AIM OF THE TASK
All lines in the material containing the word "form" need to be copied.
┌─ RECORDS TO USE
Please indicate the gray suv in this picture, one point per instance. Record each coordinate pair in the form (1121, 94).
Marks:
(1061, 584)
└─
┌─ RECORDS TO USE
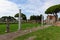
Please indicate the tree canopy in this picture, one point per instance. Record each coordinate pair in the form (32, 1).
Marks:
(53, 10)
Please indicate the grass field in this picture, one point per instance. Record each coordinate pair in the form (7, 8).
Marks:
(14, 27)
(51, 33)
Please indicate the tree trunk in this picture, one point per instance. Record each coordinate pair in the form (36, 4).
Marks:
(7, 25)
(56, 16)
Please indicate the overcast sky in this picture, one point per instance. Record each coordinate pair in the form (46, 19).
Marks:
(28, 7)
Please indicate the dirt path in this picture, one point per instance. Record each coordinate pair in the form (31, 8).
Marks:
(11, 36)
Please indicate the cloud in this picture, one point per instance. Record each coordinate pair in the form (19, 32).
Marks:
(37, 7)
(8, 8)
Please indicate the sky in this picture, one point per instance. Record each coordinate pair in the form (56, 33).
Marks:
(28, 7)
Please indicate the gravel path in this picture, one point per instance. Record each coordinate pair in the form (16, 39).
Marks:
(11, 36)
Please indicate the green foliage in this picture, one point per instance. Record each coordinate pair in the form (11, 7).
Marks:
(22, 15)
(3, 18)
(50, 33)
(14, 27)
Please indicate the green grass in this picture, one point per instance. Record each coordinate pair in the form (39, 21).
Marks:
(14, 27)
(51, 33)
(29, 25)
└─
EXPECTED OUTPUT
Please indicate the gray suv in this picture, one point per instance. Record each coordinate pair in the form (1121, 94).
Please indicate the tree canopy in this picture, one point per instance. Record each coordinate pair in the form (32, 1).
Please indicate the grass field in this picture, one point per instance. Record each coordinate pair in the form (7, 8).
Please indicate the tree trunk in this picture, one point per instance. Record each coordinate pair in the form (36, 4).
Please indicate the overcast sky in this picture, one point per instance. Record each coordinate pair in the form (46, 19).
Please indicate the dirt path in this picture, one point per instance. Record each coordinate pair in the form (31, 8).
Please indicate the cloud in this picture, one point per instance. Record each coordinate pair in the form (19, 32).
Please indicate the sky in this picture, one point per instance. Record each coordinate pair in the form (56, 33).
Please indicate the gravel path in this picture, one point per instance. Record each coordinate pair in the form (16, 39).
Please indicate the green foliage in this picture, one point per instance. Record each coordinate pair in the form (11, 7).
Please indicate the green grass in this picture, one point per instance. Record each coordinate pair in the form (39, 21).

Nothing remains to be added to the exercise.